--- Given records ---

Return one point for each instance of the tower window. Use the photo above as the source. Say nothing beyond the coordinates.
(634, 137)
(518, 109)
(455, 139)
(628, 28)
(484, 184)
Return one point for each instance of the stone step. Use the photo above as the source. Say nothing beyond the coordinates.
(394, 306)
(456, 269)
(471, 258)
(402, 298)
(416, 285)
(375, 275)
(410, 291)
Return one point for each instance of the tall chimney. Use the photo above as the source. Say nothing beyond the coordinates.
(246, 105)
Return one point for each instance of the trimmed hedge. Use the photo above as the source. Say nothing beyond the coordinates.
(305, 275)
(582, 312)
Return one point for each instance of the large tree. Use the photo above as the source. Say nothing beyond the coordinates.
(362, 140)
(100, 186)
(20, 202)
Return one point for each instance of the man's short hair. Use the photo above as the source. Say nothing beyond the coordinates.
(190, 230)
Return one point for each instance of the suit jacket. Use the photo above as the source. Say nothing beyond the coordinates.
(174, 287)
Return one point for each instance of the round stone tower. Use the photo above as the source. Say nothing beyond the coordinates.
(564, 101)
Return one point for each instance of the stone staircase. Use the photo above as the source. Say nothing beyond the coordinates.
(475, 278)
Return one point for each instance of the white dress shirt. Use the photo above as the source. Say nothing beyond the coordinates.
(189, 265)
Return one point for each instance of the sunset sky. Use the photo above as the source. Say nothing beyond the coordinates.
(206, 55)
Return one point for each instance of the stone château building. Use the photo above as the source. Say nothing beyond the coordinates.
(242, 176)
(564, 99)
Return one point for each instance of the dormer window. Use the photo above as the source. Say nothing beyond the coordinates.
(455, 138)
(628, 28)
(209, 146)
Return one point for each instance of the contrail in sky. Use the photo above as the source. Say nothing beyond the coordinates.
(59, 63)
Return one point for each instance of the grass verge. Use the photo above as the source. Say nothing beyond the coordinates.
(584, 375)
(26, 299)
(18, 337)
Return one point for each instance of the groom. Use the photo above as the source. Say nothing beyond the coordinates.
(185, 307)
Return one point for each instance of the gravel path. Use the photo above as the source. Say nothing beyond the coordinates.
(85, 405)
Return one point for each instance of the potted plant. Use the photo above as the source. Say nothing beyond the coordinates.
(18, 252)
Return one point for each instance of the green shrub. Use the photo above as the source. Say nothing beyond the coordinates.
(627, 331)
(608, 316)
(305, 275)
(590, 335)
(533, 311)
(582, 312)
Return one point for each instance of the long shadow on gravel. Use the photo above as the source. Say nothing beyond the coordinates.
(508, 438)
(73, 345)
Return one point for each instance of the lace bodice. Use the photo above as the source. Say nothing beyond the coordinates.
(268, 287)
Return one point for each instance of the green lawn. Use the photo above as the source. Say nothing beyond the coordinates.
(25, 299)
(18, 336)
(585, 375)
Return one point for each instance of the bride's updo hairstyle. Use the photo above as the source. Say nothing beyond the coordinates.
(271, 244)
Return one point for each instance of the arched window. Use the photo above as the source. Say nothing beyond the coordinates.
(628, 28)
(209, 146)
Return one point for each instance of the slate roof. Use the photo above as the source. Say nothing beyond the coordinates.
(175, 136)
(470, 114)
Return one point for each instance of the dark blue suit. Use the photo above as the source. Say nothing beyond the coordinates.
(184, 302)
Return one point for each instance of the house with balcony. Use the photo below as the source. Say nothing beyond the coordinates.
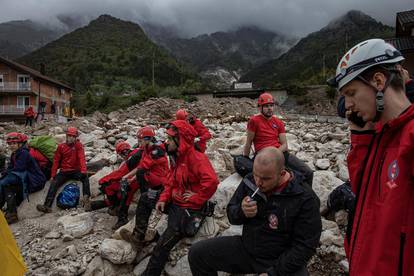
(21, 87)
(404, 38)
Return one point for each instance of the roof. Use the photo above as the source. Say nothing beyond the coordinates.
(404, 44)
(33, 72)
(406, 17)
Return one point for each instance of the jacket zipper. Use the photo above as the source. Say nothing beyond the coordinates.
(379, 175)
(401, 258)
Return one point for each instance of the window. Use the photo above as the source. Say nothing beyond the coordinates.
(23, 82)
(23, 102)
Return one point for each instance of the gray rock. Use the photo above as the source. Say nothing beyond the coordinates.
(117, 251)
(78, 225)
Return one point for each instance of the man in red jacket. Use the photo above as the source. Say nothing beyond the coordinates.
(70, 160)
(191, 183)
(203, 135)
(117, 199)
(29, 114)
(266, 130)
(380, 163)
(151, 173)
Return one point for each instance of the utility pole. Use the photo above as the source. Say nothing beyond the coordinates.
(323, 67)
(153, 67)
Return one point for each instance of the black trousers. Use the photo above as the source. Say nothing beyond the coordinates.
(60, 179)
(143, 212)
(29, 121)
(226, 254)
(179, 226)
(294, 163)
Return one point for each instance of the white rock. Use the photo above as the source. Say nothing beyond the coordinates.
(225, 191)
(140, 268)
(78, 225)
(233, 230)
(323, 164)
(323, 184)
(117, 251)
(182, 268)
(94, 180)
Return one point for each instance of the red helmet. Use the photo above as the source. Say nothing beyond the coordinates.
(24, 137)
(265, 98)
(121, 146)
(72, 131)
(14, 137)
(181, 114)
(146, 131)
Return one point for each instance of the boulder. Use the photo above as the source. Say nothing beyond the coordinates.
(118, 251)
(78, 225)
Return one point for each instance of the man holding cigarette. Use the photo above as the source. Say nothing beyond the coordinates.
(281, 224)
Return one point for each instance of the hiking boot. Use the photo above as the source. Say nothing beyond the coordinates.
(96, 205)
(113, 210)
(121, 222)
(43, 208)
(11, 218)
(131, 237)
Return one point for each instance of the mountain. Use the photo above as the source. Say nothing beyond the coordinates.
(109, 53)
(232, 52)
(18, 38)
(303, 63)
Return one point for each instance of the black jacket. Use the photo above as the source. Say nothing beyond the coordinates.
(286, 230)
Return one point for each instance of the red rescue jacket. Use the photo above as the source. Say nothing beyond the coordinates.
(69, 158)
(381, 166)
(154, 161)
(191, 171)
(202, 133)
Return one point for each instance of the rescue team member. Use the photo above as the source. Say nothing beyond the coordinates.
(266, 130)
(281, 224)
(203, 135)
(381, 160)
(151, 174)
(70, 160)
(191, 183)
(110, 185)
(23, 176)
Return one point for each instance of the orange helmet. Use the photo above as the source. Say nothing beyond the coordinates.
(14, 137)
(146, 131)
(121, 146)
(72, 131)
(181, 114)
(265, 98)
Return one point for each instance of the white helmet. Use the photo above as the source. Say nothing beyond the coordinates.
(363, 56)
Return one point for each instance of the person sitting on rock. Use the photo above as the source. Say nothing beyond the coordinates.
(152, 174)
(43, 162)
(281, 224)
(265, 129)
(203, 135)
(23, 176)
(70, 160)
(191, 183)
(118, 200)
(30, 115)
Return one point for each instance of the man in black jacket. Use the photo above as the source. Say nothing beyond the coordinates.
(281, 225)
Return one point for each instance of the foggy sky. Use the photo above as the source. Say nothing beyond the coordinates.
(193, 17)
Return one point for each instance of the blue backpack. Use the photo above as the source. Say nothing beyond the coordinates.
(68, 197)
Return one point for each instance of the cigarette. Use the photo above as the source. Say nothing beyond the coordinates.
(255, 192)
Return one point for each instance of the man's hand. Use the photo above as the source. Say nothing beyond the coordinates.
(249, 207)
(187, 195)
(160, 206)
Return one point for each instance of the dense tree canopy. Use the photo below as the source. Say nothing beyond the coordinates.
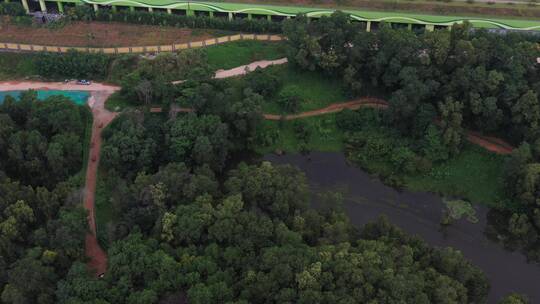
(42, 224)
(258, 242)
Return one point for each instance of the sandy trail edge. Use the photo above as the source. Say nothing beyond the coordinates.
(102, 117)
(99, 93)
(243, 69)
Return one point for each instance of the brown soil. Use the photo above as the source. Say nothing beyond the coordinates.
(102, 117)
(333, 108)
(100, 34)
(489, 143)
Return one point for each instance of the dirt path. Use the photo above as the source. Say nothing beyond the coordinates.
(333, 108)
(243, 69)
(102, 117)
(489, 143)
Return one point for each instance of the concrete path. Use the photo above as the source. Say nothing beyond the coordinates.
(243, 69)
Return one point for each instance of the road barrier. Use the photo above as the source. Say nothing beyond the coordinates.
(137, 49)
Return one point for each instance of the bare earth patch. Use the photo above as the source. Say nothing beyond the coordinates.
(100, 34)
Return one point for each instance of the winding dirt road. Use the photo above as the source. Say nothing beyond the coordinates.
(102, 117)
(99, 93)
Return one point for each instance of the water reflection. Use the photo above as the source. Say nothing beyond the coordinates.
(419, 213)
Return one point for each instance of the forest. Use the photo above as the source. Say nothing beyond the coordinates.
(42, 222)
(438, 85)
(190, 218)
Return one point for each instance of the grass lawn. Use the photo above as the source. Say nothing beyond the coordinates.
(324, 135)
(475, 175)
(116, 103)
(233, 54)
(16, 66)
(316, 89)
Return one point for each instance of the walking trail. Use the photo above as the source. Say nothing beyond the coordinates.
(101, 118)
(99, 93)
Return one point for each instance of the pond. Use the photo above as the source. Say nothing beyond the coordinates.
(78, 97)
(366, 198)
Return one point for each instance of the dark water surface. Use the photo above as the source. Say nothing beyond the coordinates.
(419, 213)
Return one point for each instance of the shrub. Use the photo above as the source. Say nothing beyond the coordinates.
(12, 9)
(73, 64)
(290, 99)
(164, 19)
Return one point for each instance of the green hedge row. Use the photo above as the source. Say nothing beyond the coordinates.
(12, 9)
(164, 19)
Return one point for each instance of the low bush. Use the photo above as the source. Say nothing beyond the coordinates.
(73, 64)
(164, 19)
(12, 9)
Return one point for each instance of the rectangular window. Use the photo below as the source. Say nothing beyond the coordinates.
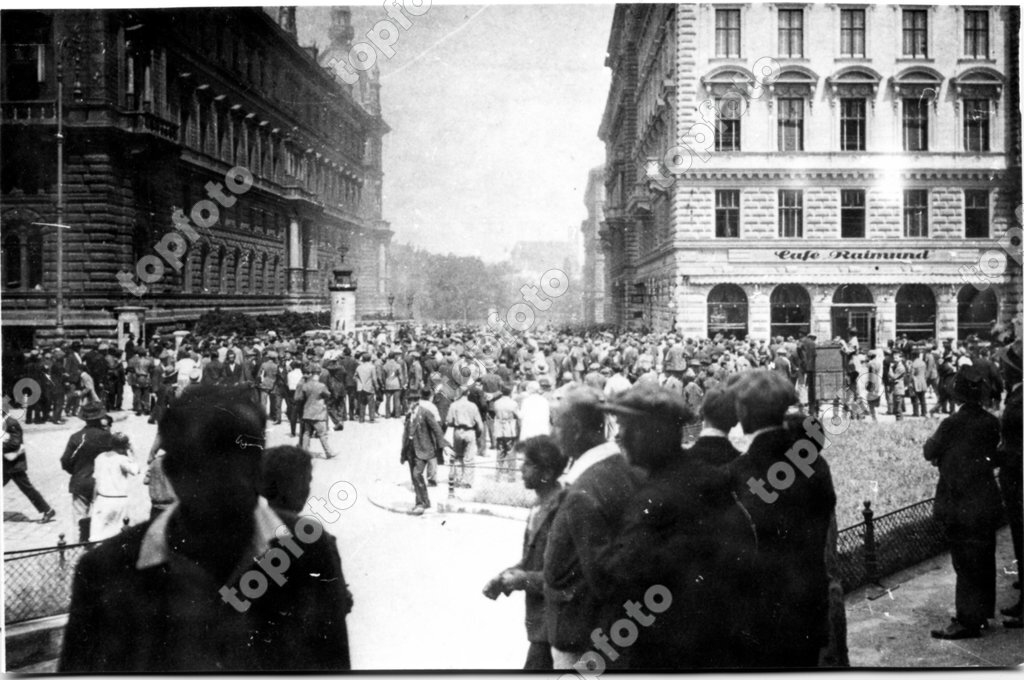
(727, 213)
(976, 125)
(853, 125)
(852, 213)
(727, 124)
(791, 33)
(976, 33)
(975, 214)
(726, 33)
(915, 213)
(791, 213)
(791, 125)
(914, 125)
(852, 33)
(915, 33)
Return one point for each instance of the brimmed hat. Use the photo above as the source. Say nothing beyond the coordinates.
(92, 411)
(649, 400)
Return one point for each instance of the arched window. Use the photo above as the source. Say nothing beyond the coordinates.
(791, 310)
(977, 311)
(915, 311)
(853, 313)
(727, 310)
(853, 294)
(35, 259)
(12, 262)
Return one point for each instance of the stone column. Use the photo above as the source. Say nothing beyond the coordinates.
(294, 257)
(758, 312)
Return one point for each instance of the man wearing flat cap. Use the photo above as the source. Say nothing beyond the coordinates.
(600, 483)
(683, 520)
(967, 502)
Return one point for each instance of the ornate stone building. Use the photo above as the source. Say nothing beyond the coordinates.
(776, 169)
(159, 105)
(593, 249)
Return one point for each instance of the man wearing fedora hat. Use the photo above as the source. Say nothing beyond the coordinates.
(967, 503)
(78, 460)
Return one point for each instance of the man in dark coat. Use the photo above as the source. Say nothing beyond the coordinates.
(685, 550)
(215, 582)
(423, 440)
(1011, 468)
(78, 459)
(15, 467)
(543, 462)
(601, 483)
(967, 503)
(792, 513)
(713, 445)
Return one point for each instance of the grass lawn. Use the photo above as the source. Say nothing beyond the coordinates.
(882, 463)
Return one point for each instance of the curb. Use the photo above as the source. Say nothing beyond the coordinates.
(381, 498)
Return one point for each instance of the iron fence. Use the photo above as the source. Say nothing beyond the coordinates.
(37, 583)
(882, 546)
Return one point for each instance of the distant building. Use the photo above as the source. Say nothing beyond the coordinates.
(594, 273)
(835, 168)
(159, 104)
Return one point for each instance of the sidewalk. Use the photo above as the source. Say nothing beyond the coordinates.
(894, 630)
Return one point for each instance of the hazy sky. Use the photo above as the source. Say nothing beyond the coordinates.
(494, 114)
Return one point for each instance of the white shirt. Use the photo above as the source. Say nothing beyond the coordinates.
(535, 417)
(111, 471)
(591, 458)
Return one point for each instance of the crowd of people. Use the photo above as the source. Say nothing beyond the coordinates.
(640, 552)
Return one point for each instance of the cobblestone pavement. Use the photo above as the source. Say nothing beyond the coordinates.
(417, 581)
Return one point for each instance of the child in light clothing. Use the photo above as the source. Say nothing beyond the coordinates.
(110, 505)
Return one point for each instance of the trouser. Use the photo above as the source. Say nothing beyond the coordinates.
(973, 553)
(353, 401)
(317, 428)
(270, 400)
(812, 393)
(506, 460)
(80, 510)
(140, 399)
(20, 479)
(539, 657)
(368, 401)
(1012, 487)
(56, 407)
(918, 401)
(293, 414)
(391, 404)
(465, 453)
(417, 469)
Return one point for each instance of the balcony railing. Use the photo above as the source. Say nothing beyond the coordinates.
(30, 112)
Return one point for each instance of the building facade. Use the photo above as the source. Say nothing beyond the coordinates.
(158, 108)
(785, 168)
(593, 250)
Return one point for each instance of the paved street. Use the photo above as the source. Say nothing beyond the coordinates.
(416, 581)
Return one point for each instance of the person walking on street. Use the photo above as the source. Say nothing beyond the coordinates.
(78, 460)
(465, 418)
(15, 466)
(314, 396)
(967, 503)
(542, 464)
(423, 441)
(110, 503)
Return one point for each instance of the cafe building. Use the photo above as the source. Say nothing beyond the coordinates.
(776, 170)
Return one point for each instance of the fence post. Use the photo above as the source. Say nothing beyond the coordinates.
(870, 555)
(60, 546)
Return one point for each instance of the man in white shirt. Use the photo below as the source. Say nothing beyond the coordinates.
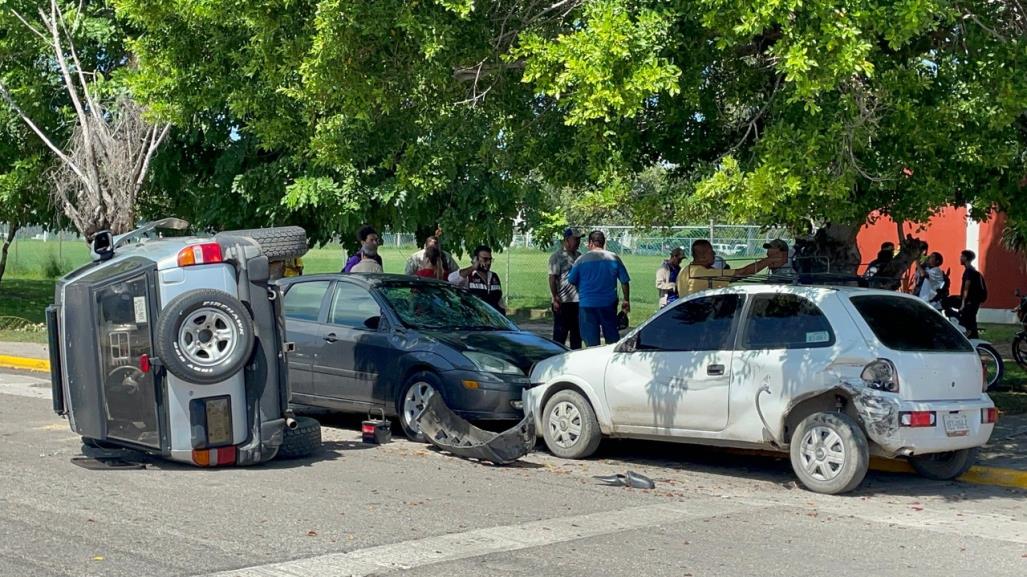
(934, 280)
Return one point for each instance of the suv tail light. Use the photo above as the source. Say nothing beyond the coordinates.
(989, 415)
(205, 254)
(215, 457)
(881, 375)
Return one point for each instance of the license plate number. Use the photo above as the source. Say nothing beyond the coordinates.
(955, 425)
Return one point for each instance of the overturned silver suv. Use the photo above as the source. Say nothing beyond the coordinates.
(174, 346)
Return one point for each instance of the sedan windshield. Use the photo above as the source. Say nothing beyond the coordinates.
(431, 306)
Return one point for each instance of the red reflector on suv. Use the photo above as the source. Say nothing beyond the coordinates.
(917, 418)
(205, 254)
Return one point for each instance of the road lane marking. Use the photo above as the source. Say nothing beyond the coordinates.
(456, 546)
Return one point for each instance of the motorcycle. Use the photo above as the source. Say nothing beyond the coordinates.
(1020, 339)
(994, 368)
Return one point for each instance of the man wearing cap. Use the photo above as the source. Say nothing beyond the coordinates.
(565, 297)
(667, 276)
(781, 270)
(700, 275)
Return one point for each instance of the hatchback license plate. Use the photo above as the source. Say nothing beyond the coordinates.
(955, 425)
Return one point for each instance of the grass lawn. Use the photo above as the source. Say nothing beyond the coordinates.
(28, 289)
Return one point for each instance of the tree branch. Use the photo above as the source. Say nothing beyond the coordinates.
(39, 132)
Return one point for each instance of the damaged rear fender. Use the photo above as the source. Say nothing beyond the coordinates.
(877, 412)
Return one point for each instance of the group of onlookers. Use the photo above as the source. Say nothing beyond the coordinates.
(583, 286)
(432, 262)
(708, 270)
(584, 292)
(933, 285)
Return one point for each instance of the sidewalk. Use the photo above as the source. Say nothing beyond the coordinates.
(1006, 449)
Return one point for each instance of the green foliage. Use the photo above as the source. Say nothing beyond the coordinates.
(607, 67)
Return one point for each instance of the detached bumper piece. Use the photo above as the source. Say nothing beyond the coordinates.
(449, 432)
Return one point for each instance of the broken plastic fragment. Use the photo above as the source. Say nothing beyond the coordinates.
(632, 478)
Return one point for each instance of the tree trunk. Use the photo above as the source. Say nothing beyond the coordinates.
(6, 246)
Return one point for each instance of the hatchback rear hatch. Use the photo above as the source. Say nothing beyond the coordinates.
(934, 360)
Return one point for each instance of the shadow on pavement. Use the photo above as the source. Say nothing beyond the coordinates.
(752, 465)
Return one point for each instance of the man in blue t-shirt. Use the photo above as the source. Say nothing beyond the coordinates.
(596, 274)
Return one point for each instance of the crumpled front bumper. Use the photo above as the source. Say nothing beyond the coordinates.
(449, 432)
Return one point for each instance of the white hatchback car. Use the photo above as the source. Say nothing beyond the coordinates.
(831, 375)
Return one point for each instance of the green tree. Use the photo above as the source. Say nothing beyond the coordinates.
(330, 113)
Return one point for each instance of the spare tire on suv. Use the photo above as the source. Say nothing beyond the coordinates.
(204, 337)
(277, 242)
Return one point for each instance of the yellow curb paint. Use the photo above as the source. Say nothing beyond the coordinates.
(38, 364)
(997, 476)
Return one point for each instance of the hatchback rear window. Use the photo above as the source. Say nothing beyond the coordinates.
(909, 324)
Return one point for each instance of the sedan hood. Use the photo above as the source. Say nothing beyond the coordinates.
(521, 348)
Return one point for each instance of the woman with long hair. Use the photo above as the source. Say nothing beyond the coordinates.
(434, 265)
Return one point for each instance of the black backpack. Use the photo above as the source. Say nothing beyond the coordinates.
(982, 290)
(944, 291)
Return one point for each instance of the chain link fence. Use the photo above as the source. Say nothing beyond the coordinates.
(523, 265)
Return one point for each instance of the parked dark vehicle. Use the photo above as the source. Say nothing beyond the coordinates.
(389, 342)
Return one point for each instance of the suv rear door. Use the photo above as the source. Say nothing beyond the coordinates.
(304, 307)
(934, 359)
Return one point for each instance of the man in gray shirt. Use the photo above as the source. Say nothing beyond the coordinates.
(565, 298)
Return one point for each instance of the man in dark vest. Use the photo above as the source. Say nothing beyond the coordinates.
(480, 279)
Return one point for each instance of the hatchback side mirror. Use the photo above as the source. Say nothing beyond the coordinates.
(631, 344)
(103, 245)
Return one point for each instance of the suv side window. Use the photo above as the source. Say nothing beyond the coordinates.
(352, 306)
(704, 323)
(304, 299)
(786, 321)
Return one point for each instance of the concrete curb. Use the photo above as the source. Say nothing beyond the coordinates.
(25, 363)
(997, 476)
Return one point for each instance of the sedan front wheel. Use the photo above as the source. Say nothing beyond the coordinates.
(569, 425)
(412, 401)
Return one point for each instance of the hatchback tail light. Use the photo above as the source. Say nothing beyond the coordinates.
(917, 418)
(205, 254)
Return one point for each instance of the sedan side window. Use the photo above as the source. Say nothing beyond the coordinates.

---

What you have to do: Begin with the line that contains "Return one point for each instance of the hatchback tail" and end with the last line of the data. Repeat those two lines and all between them exactly.

Task response:
Return one point for each instance of the hatchback tail light. Use the photo above as the source. Say nothing beyond the coordinates.
(917, 418)
(205, 254)
Return one point for each instance of the sedan side window. Use the photo above as the source. Say nothing beyond the coordinates.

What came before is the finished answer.